__Required work__:
[A] Answer these questions from the article on Tales of the City:
(i) In what year did Maupin begin the serial?
(ii) Which two actors starred in the 1993 miniseries?
(iii) What city is Mary Ann Singleton from?
[B] In one to three sentences, explain the new challenge that the article on Tales of the City says the Netflix revival faces, and why it faces it.
[C] Carry on the article about Tales of the City from its last sentence.

Netflix's 'Tales Of The City' Is Based On A Book Series That Revolutionized Queer Literature
When talking about the strides made in queer literature, it's impossible not to bring up the work done by journalist and author Armistead Maupin. Maupin's Tales of the City is a book series that started as a newspaper column in 1974, and the long-running serial captured a snapshot of San Francisco right when it was finding its identity as the counterculture mecca. His authentic and colorful look at queer life in San Francisco struck a chord with people, and his stories inspired a 1993 miniseries (starring Laura Linney and Olympia Dukakis), a musical, and an eight-part radio series. Now that the Netflix revival is bringing back the talents of Linney and Dukakis for a sequel, Tales of the City has a new challenge: capturing a San Francisco that's losing the queer spaces it became famous for.
From a deeply conservative background and just out of the closet, Maupin first began his Dickensian Tales of the City as a newspaper serial (literally titled "The Serial") in 1974 for The Pacific Sun. Maupin's main protagonist was Mary Ann Singleton, a naive 20-something secretary from Cleveland, Ohio. After moving to San Francisco, she finds a home with the enigmatic Anna Madrigal, a transgender woman who runs a happy commune at 28 Barbary Lane.

__Natural language region descriptions__:

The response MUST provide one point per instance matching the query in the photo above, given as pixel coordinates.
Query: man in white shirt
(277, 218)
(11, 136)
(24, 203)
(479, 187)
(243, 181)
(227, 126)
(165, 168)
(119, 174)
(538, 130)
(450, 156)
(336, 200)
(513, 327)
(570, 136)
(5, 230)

...

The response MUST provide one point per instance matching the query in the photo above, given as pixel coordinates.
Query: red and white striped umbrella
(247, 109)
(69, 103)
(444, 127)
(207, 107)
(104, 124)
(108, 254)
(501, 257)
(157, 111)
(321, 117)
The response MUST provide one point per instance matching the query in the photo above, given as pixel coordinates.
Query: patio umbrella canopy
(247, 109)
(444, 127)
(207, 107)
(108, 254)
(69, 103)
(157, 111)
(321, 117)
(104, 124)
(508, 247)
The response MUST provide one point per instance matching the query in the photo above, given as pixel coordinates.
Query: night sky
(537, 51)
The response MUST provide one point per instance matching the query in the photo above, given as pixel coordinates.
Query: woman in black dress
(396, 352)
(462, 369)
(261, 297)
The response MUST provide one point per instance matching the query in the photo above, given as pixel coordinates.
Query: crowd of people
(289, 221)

* * *

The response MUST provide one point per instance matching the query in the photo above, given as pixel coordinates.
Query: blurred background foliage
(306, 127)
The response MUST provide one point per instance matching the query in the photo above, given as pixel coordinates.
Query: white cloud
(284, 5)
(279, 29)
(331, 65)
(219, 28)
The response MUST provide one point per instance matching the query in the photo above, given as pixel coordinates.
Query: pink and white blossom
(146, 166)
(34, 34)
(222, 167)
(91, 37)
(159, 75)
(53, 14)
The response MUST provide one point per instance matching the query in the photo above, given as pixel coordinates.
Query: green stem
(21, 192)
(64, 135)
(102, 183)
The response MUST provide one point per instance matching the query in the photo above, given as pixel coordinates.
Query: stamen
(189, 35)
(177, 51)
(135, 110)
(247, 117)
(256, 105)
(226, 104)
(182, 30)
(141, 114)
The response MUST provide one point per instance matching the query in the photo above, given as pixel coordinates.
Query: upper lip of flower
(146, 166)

__Answer section__:
[A]
(i) 1974
(ii) Laura Linney and Olympia Dukakis
(iii) Cleveland, Ohio

[B] The Netflix revival has to capture a San Francisco that is different from the one the series first showed. The city is losing the queer spaces it became famous for.

[C]
"I was flying by the seat of my pants, pumping out 800 words a day, five days a week," Maupin wrote for The Guardian in 2014. "The plotting emerged from my own skipping, stumbling life as a just-out gay man in San Francisco." Enraptured by the vibrant queer scene, many of Maupin's fictional characters were based on people he met or observed in real life.
The first installment was titled "Social Hour At the Marina Safeway," and it ran for five weeks before the Sun's San Francisco edition folded. But readers were hooked by the adventures of Mary, Anna, and their band of friends, and the series was picked up in 1976 by the San Francisco Chronicle, and then later the San Francisco Examiner. The tales were eventually reworked into a series of books, with the first being published by HarperCollins in 1978.
It's impossible to underestimate how important Maupin's work was at the time. It was one of the first columns to center on a transgender character, and one of the first to regularly discuss the AIDs epidemic. ("Everyone around me started to die," Maupin said.) In the documentary The Untold Tales of Armistead Maupin, Neil Gaiman talks about how Maupin bravely mixed fiction with fact; because the stories were always published soon after they were written, Maupin was able to comment on present day happenings. He "smuggled in all sorts of themes," Gaiman said, such as hook-up culture, recreational drug use, gay bathhouse sex, and transgender issues, all while focusing on funny, endearing main characters. "The idea that he was doing this in a family newspaper – that is not just groundbreaking. That takes chutzpah."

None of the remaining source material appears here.